Go to the line with "positive clicks: (172, 215) (171, 244)" in the entries below and write out every line from there through the line with "positive clicks: (335, 46) (332, 54)", exactly and without pictures.
● ● ●
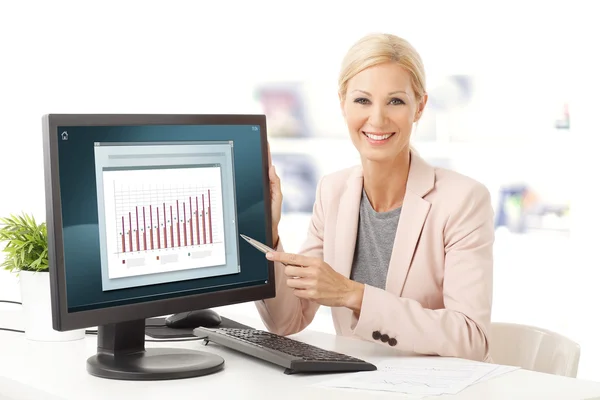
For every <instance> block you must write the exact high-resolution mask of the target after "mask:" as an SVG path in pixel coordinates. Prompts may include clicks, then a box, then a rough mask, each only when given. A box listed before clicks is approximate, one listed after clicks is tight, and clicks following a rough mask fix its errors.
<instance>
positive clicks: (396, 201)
mask: <svg viewBox="0 0 600 400" xmlns="http://www.w3.org/2000/svg"><path fill="white" fill-rule="evenodd" d="M362 164H363V187H364V189H365V192H366V194H367V197H368V198H369V201H370V202H371V206H372V207H373V209H374V210H375V211H377V212H385V211H390V210H393V209H396V208H398V207H400V206H401V205H402V203H403V202H404V194H405V193H406V182H407V180H408V170H409V167H410V152H409V151H406V152H402V153H401V154H400V155H399V156H398V157H396V158H395V159H393V160H390V161H389V162H378V161H370V160H363V163H362Z"/></svg>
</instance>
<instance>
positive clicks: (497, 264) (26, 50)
mask: <svg viewBox="0 0 600 400" xmlns="http://www.w3.org/2000/svg"><path fill="white" fill-rule="evenodd" d="M217 4H218V5H217ZM597 16H598V6H597V5H596V2H589V1H575V2H574V1H554V2H535V1H531V2H524V1H519V2H516V1H493V2H465V1H426V2H425V1H424V2H417V1H400V0H394V1H391V0H390V1H377V0H375V1H369V2H364V1H327V2H324V1H319V2H317V1H314V2H311V1H304V2H294V3H289V2H275V1H273V2H267V1H258V0H257V1H251V2H241V1H239V2H218V3H217V2H198V1H171V2H168V3H166V2H158V1H85V2H82V1H52V2H44V1H37V2H36V1H19V2H3V3H2V5H0V38H2V39H1V41H0V102H1V104H2V112H0V127H1V128H2V130H3V131H2V134H0V168H2V184H1V186H0V188H1V189H0V215H6V214H8V213H10V212H20V211H21V210H24V211H27V212H31V213H33V214H34V215H35V216H36V217H38V219H43V218H44V214H45V211H44V191H43V183H44V179H43V169H42V148H41V116H42V114H44V113H84V112H91V113H212V112H217V113H221V112H227V113H249V112H260V108H259V107H258V105H257V104H256V101H255V99H254V97H253V88H254V86H255V84H257V83H261V82H265V81H278V80H285V81H287V80H292V81H305V82H307V84H308V87H309V90H310V93H311V95H310V98H311V102H310V104H309V108H310V112H311V116H312V117H311V118H312V119H313V123H314V124H315V125H316V126H317V127H318V128H319V131H320V132H324V133H331V134H336V135H337V134H339V135H340V137H342V136H343V134H344V127H343V121H342V119H341V115H340V112H339V110H338V106H337V95H336V79H337V72H338V66H339V62H340V60H341V57H342V56H343V54H344V52H345V51H346V49H347V47H348V46H349V45H350V44H351V43H352V42H354V41H355V40H356V39H357V38H359V37H360V36H362V35H363V34H365V33H368V32H372V31H388V32H392V33H396V34H399V35H402V36H405V37H407V38H408V39H409V40H410V41H411V42H413V44H414V45H415V46H416V47H417V48H418V49H419V50H420V52H421V54H422V56H423V58H424V61H425V64H426V66H427V72H428V76H429V77H430V81H432V82H435V80H436V79H437V78H438V77H440V76H443V75H445V74H452V73H472V74H474V75H476V76H477V77H478V85H479V86H478V88H479V89H480V90H479V92H478V96H477V99H476V100H477V101H476V103H475V106H474V109H473V110H472V112H471V114H469V118H468V129H466V130H465V132H466V134H465V135H466V136H468V137H469V138H470V140H472V142H476V143H477V142H479V143H480V144H481V146H480V147H477V146H475V147H473V146H469V147H467V148H466V150H465V149H464V148H462V149H458V150H456V149H452V148H450V149H444V150H443V151H448V152H452V151H456V152H455V153H453V154H455V155H460V157H458V156H455V158H458V162H459V164H458V165H460V167H461V169H462V170H463V171H465V172H469V173H470V174H471V175H473V176H475V177H476V178H478V179H481V180H482V181H484V182H485V183H486V184H488V186H490V187H495V185H497V184H498V182H499V181H500V180H501V179H505V178H506V177H511V178H519V177H523V178H524V179H537V180H538V181H539V182H540V185H541V186H543V187H544V188H545V189H546V190H548V191H551V192H553V193H559V194H565V196H567V197H568V198H570V203H571V206H572V234H571V236H570V238H563V237H560V236H552V235H550V236H544V235H533V236H531V235H530V236H527V237H514V236H512V235H502V234H499V235H498V242H497V246H496V268H495V275H496V276H495V285H494V290H495V302H494V319H495V320H505V321H506V320H510V321H516V322H523V323H530V324H534V325H539V326H542V327H546V328H549V329H554V330H557V331H559V332H561V333H565V334H567V335H569V336H570V337H572V338H574V339H576V340H578V341H579V342H580V343H581V345H582V360H581V367H580V377H584V378H592V379H597V380H600V345H599V344H598V343H597V338H598V336H599V334H600V328H599V327H598V324H597V322H596V320H597V319H596V316H597V309H598V305H599V304H600V300H598V298H597V296H596V293H597V291H598V290H597V287H598V282H599V279H598V278H599V277H600V273H599V272H598V271H600V268H599V265H598V255H597V251H596V249H597V248H598V241H599V237H600V235H598V228H597V227H598V224H599V223H600V212H599V211H598V204H599V203H600V202H599V201H598V197H597V195H596V194H595V193H596V191H597V189H598V188H597V182H596V181H597V171H598V167H597V165H596V164H597V159H598V153H597V149H598V145H597V144H598V141H597V138H596V137H597V135H598V133H599V129H598V118H597V115H598V105H599V103H600V101H599V100H598V93H600V91H599V87H600V84H599V83H598V75H597V72H596V71H598V70H599V69H598V62H597V59H596V58H594V57H596V56H597V55H596V50H595V49H596V47H597V43H595V42H596V41H597V38H598V37H600V33H599V30H598V27H597V26H598V24H597ZM565 99H567V100H568V101H569V102H570V105H571V117H572V129H571V131H570V132H569V133H568V134H566V135H563V134H556V132H553V131H552V130H551V123H550V122H549V121H550V120H551V118H549V115H550V114H551V111H550V110H553V109H555V108H556V107H558V106H559V105H560V103H561V102H562V101H564V100H565ZM312 150H313V151H314V152H315V155H316V156H317V157H318V158H330V156H331V154H332V151H333V150H335V149H333V148H331V147H327V146H323V147H320V146H312ZM461 150H462V151H461ZM515 151H516V152H518V153H519V155H520V157H519V158H516V157H515V156H514V155H513V153H512V152H515ZM490 160H493V162H491V161H490ZM305 228H306V221H305V219H303V218H296V217H295V216H286V218H285V220H284V221H283V226H282V238H283V240H286V235H287V237H288V242H289V243H290V245H289V247H291V248H292V249H293V248H294V247H295V246H296V244H297V242H299V239H298V235H301V232H302V231H303V230H304V229H305ZM0 297H2V298H5V297H6V298H17V297H18V291H17V288H16V285H15V279H14V277H9V276H6V274H1V275H0ZM2 307H4V306H2ZM324 320H326V319H324ZM319 321H321V320H319ZM0 325H1V323H0ZM321 326H322V327H323V329H329V328H330V327H329V325H326V323H325V325H321Z"/></svg>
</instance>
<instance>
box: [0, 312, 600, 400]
mask: <svg viewBox="0 0 600 400" xmlns="http://www.w3.org/2000/svg"><path fill="white" fill-rule="evenodd" d="M244 310H247V309H244ZM218 311H220V312H221V313H222V314H223V315H225V316H228V317H230V318H233V319H237V320H238V321H240V322H243V323H247V324H249V325H254V326H256V323H254V324H252V322H256V319H255V317H254V316H252V315H251V316H248V314H247V313H246V312H245V311H244V312H243V313H238V312H239V309H238V312H236V309H235V308H234V307H233V308H223V309H220V310H218ZM228 311H231V312H228ZM236 317H237V318H236ZM3 320H5V319H4V318H2V315H1V314H0V321H3ZM256 327H257V328H260V327H261V326H256ZM294 338H296V339H298V340H302V341H305V342H307V343H311V344H314V345H317V346H321V347H323V348H326V349H331V350H335V351H339V352H342V353H347V354H350V355H353V356H356V357H360V358H363V359H366V360H368V361H372V362H378V361H381V360H382V359H385V358H389V357H393V356H394V352H393V351H392V350H390V349H388V348H386V347H384V346H381V345H378V344H375V343H369V342H364V341H361V340H357V339H351V338H344V337H337V336H335V335H331V334H328V333H323V332H314V331H305V332H302V333H300V334H298V335H295V336H294ZM147 347H178V348H191V349H198V350H204V351H207V352H213V353H216V354H219V355H221V356H222V357H223V358H224V359H225V369H224V370H223V371H221V372H218V373H216V374H213V375H209V376H204V377H198V378H191V379H182V380H173V381H158V382H135V381H115V380H107V379H101V378H96V377H93V376H91V375H89V374H88V373H87V371H86V359H87V358H88V357H89V356H90V355H92V354H94V353H95V351H96V337H95V336H87V337H86V338H85V339H84V340H79V341H75V342H64V343H44V342H34V341H29V340H27V339H25V337H24V335H23V334H19V333H12V332H2V331H0V398H2V399H4V397H2V395H4V396H10V397H8V398H9V399H10V398H15V399H17V398H18V399H20V400H29V399H36V400H37V399H39V398H46V399H50V400H59V399H62V400H71V399H73V400H75V399H76V400H83V399H86V400H87V399H90V400H96V399H98V400H100V399H102V400H105V399H125V398H126V399H132V400H134V399H144V400H148V399H161V400H162V399H166V398H169V399H174V398H175V399H176V398H182V399H188V398H206V396H208V397H213V396H223V397H222V398H226V399H234V398H240V399H241V398H243V399H260V400H270V399H283V398H284V396H285V398H286V399H288V398H289V399H304V400H305V399H311V398H313V399H321V398H327V399H328V400H334V399H344V400H353V399H369V398H375V399H380V398H395V399H401V398H402V396H399V395H398V394H394V393H383V392H366V391H354V390H347V389H328V388H320V387H315V386H312V385H313V384H315V383H318V382H320V381H323V380H328V379H330V377H331V376H327V375H313V376H303V375H285V374H283V370H282V369H281V368H279V367H277V366H275V365H272V364H269V363H266V362H262V361H260V360H257V359H255V358H251V357H247V356H244V355H242V354H239V353H237V352H234V351H231V350H229V349H226V348H222V347H219V346H218V345H215V344H209V345H208V346H203V344H202V341H190V342H167V343H158V342H149V343H148V344H147ZM396 356H397V353H396ZM42 394H43V396H44V397H41V396H42ZM596 396H600V383H598V382H589V381H583V380H577V379H571V378H565V377H558V376H553V375H547V374H541V373H535V372H531V371H526V370H517V371H514V372H511V373H508V374H505V375H502V376H499V377H496V378H493V379H491V380H489V381H486V382H482V383H479V384H476V385H474V386H471V387H470V388H468V389H466V390H465V391H463V392H461V393H460V394H459V395H457V396H436V397H435V398H436V399H465V400H470V399H473V400H474V399H477V400H480V399H489V400H494V399H511V400H519V399H546V400H547V399H561V400H565V399H580V400H581V399H588V398H594V397H596Z"/></svg>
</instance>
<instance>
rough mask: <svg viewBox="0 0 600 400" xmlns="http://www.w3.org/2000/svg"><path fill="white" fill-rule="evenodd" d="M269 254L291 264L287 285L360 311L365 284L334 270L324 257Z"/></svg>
mask: <svg viewBox="0 0 600 400" xmlns="http://www.w3.org/2000/svg"><path fill="white" fill-rule="evenodd" d="M267 258H268V259H269V260H272V261H279V262H282V263H284V264H287V265H286V267H285V274H286V275H287V277H288V280H287V285H288V286H289V287H290V288H292V289H294V294H295V295H296V296H297V297H299V298H301V299H307V300H312V301H315V302H317V303H319V304H321V305H324V306H329V307H347V308H349V309H351V310H353V311H354V312H355V314H360V309H361V306H362V298H363V293H364V288H365V287H364V285H363V284H362V283H358V282H355V281H353V280H350V279H348V278H346V277H345V276H343V275H342V274H340V273H338V272H336V271H334V269H333V268H331V266H330V265H329V264H327V263H326V262H324V261H323V260H321V259H319V258H315V257H306V256H302V255H299V254H291V253H281V252H274V253H268V254H267Z"/></svg>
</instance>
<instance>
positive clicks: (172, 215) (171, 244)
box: [170, 206, 175, 247]
mask: <svg viewBox="0 0 600 400" xmlns="http://www.w3.org/2000/svg"><path fill="white" fill-rule="evenodd" d="M170 207H171V224H170V225H171V247H175V240H173V206H170Z"/></svg>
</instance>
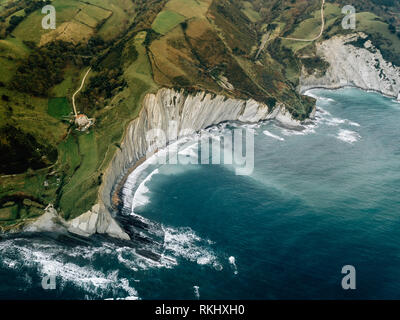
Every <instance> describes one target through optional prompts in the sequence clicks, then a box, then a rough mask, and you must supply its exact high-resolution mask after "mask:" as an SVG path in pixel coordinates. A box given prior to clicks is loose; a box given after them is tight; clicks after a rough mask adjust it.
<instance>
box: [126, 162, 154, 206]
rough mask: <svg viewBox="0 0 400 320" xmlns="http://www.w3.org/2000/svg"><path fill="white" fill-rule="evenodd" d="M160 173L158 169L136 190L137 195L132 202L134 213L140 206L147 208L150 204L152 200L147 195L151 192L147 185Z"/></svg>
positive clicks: (148, 176) (143, 180) (143, 181)
mask: <svg viewBox="0 0 400 320" xmlns="http://www.w3.org/2000/svg"><path fill="white" fill-rule="evenodd" d="M158 173H159V170H158V169H155V170H153V172H152V173H150V174H149V175H148V176H147V177H146V179H144V180H143V182H142V183H141V184H140V185H139V187H138V188H137V189H136V192H135V195H134V196H133V200H132V212H134V211H135V208H137V207H140V206H145V205H146V204H148V203H149V201H150V198H149V196H148V195H147V194H148V193H149V191H150V190H149V188H148V187H147V186H146V184H147V183H148V182H149V181H150V180H151V179H152V178H153V176H154V175H155V174H158Z"/></svg>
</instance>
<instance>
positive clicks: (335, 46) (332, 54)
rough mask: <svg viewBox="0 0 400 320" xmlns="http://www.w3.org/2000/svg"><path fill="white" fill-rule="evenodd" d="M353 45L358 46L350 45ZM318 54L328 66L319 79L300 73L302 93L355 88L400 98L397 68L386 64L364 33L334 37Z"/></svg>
mask: <svg viewBox="0 0 400 320" xmlns="http://www.w3.org/2000/svg"><path fill="white" fill-rule="evenodd" d="M355 42H356V43H357V44H358V45H353V44H352V43H355ZM360 44H362V45H360ZM317 54H318V56H320V57H321V58H323V59H324V60H326V61H327V62H328V63H329V64H330V66H329V68H328V70H327V71H326V73H325V74H324V75H323V76H322V77H318V75H317V73H314V74H307V73H306V72H305V70H303V74H302V76H301V78H300V91H301V92H304V91H306V90H308V89H311V88H328V89H337V88H341V87H346V86H354V87H358V88H361V89H364V90H373V91H377V92H380V93H382V94H384V95H387V96H390V97H395V98H400V68H398V67H396V66H394V65H393V64H392V63H390V62H387V61H385V59H384V58H383V56H382V54H381V52H380V51H379V50H378V49H377V48H375V47H374V45H373V44H372V43H371V41H370V40H367V35H365V34H364V33H357V34H352V35H345V36H336V37H333V38H331V39H329V40H326V41H324V42H322V43H319V44H317Z"/></svg>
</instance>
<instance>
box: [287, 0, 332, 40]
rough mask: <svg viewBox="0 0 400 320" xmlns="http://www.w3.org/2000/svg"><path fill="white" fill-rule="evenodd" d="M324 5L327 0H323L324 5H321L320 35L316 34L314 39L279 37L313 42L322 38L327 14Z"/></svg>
mask: <svg viewBox="0 0 400 320" xmlns="http://www.w3.org/2000/svg"><path fill="white" fill-rule="evenodd" d="M324 7H325V0H322V6H321V21H322V24H321V32H320V33H319V35H318V36H316V37H315V38H313V39H298V38H284V37H279V38H280V39H285V40H293V41H303V42H312V41H315V40H318V39H319V38H321V36H322V34H323V33H324V29H325V15H324Z"/></svg>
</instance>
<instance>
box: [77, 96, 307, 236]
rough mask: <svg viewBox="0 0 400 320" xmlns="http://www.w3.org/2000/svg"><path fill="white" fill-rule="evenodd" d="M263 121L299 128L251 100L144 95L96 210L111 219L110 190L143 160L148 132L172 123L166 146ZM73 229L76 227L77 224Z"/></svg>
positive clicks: (103, 189) (294, 121)
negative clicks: (176, 129) (169, 123)
mask: <svg viewBox="0 0 400 320" xmlns="http://www.w3.org/2000/svg"><path fill="white" fill-rule="evenodd" d="M267 119H277V120H278V121H280V122H282V123H284V124H286V125H290V126H299V125H300V122H299V121H296V120H294V119H293V118H292V117H291V115H290V113H289V112H288V111H287V110H286V108H285V106H284V105H282V104H278V105H277V106H275V108H274V109H272V108H269V107H268V106H267V105H265V104H263V103H258V102H257V101H255V100H251V99H250V100H247V101H246V100H237V99H230V98H226V97H223V96H213V95H211V94H207V93H205V92H200V93H197V94H195V95H187V94H185V93H184V91H183V90H182V91H175V90H173V89H160V90H159V91H158V92H157V93H156V94H148V95H147V96H146V97H145V98H144V101H143V108H142V110H141V112H140V114H139V117H138V118H137V119H135V120H133V121H132V122H131V123H130V124H129V126H128V128H127V130H126V133H125V136H124V139H123V142H122V143H121V149H120V150H118V151H117V152H116V154H115V156H114V158H113V160H112V162H111V164H110V166H109V168H108V169H107V171H106V172H105V174H104V179H103V184H102V186H101V188H100V191H99V205H100V208H102V210H105V211H106V212H107V215H110V216H111V212H113V209H112V207H113V206H112V193H113V188H114V187H115V186H116V184H117V183H118V182H119V181H121V179H122V178H123V176H124V175H125V174H126V173H127V172H128V170H129V169H130V168H131V167H132V166H134V165H135V163H137V162H138V161H139V160H141V159H142V158H143V157H145V156H146V153H147V152H148V149H149V147H150V144H149V141H148V140H147V139H146V133H147V132H148V131H150V130H152V129H161V130H163V131H164V132H168V125H169V123H170V122H171V121H175V123H176V125H177V132H178V135H177V136H176V137H171V136H170V137H168V138H169V140H168V139H167V141H166V144H168V143H169V142H170V141H171V140H175V139H177V138H179V137H180V135H179V132H181V131H183V130H185V129H187V130H194V131H199V130H201V129H204V128H207V127H209V126H212V125H216V124H219V123H221V122H224V121H241V122H244V123H255V122H259V121H261V120H267ZM78 219H79V218H78ZM86 220H90V217H86ZM114 222H115V221H114ZM114 222H112V223H113V224H114ZM75 225H76V226H79V224H75ZM103 227H106V226H105V225H104V226H103ZM78 228H79V227H78ZM103 229H104V228H103ZM105 229H107V228H105ZM86 231H87V230H85V232H86ZM97 232H99V230H97ZM106 233H108V232H106ZM110 235H112V234H110ZM114 236H115V235H114Z"/></svg>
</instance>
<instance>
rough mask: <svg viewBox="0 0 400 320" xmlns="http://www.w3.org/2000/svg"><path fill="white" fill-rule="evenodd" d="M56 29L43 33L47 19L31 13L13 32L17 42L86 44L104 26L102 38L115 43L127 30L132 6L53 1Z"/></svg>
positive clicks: (103, 26)
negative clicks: (97, 26)
mask: <svg viewBox="0 0 400 320" xmlns="http://www.w3.org/2000/svg"><path fill="white" fill-rule="evenodd" d="M52 5H53V6H54V7H55V8H56V18H57V29H56V30H44V29H42V19H43V17H44V15H43V14H42V13H41V11H40V10H37V11H35V12H33V13H31V14H30V15H29V16H28V17H27V18H26V19H25V20H24V21H22V22H21V23H20V24H19V25H18V26H17V28H16V29H15V30H14V31H13V35H14V36H15V37H17V38H18V39H22V40H29V41H34V42H35V43H41V44H43V43H46V42H48V41H52V40H54V39H61V40H65V41H72V42H75V43H77V42H79V41H87V40H88V39H89V38H90V37H91V36H92V35H93V34H94V32H95V29H96V28H97V26H99V25H100V24H102V26H101V29H100V32H99V35H100V36H103V37H104V38H105V39H106V40H109V39H112V38H114V37H115V36H117V35H118V34H119V33H120V32H122V31H123V30H125V27H126V25H127V24H128V23H129V22H130V21H131V19H132V15H133V11H132V10H133V3H132V2H131V1H127V0H106V1H99V0H90V1H85V2H82V1H78V0H54V1H53V2H52Z"/></svg>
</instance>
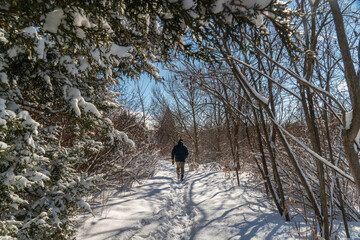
● ● ●
OUTPUT FOR THIS TASK:
positive clicks: (172, 215) (171, 244)
box: [170, 206, 175, 247]
mask: <svg viewBox="0 0 600 400" xmlns="http://www.w3.org/2000/svg"><path fill="white" fill-rule="evenodd" d="M170 207H171V224H170V225H171V247H175V240H173V206H170Z"/></svg>
</instance>
Every <instance> describes one target through optional prompts in the sequence clicks, then a box, then a rough mask, and you must supply its exact high-resolution mask after "mask:" as an SVG path in pixel coordinates. A box given prior to clicks is loose; a box given after them is tight; clicks after a rough mask adjust it.
<instance>
box: [126, 162, 154, 206]
rough mask: <svg viewBox="0 0 400 320" xmlns="http://www.w3.org/2000/svg"><path fill="white" fill-rule="evenodd" d="M160 173L158 169L136 190L137 195L132 202L134 213L140 206L147 208L150 204L152 200L147 195L151 192L147 185Z"/></svg>
positive clicks: (148, 176) (143, 180) (143, 181)
mask: <svg viewBox="0 0 400 320" xmlns="http://www.w3.org/2000/svg"><path fill="white" fill-rule="evenodd" d="M158 173H159V170H158V169H155V170H153V172H152V173H150V174H149V175H148V176H147V177H146V179H144V180H143V182H142V183H141V184H140V185H139V187H138V188H137V189H136V192H135V195H134V196H133V200H132V212H134V211H135V208H137V207H140V206H145V205H146V204H148V203H149V201H150V198H149V196H148V195H147V194H148V193H149V191H150V190H149V188H148V187H147V186H146V184H147V183H148V182H149V181H150V180H151V179H152V178H153V176H154V175H155V174H158Z"/></svg>
</instance>
<instance>
positive clicks: (335, 46) (332, 54)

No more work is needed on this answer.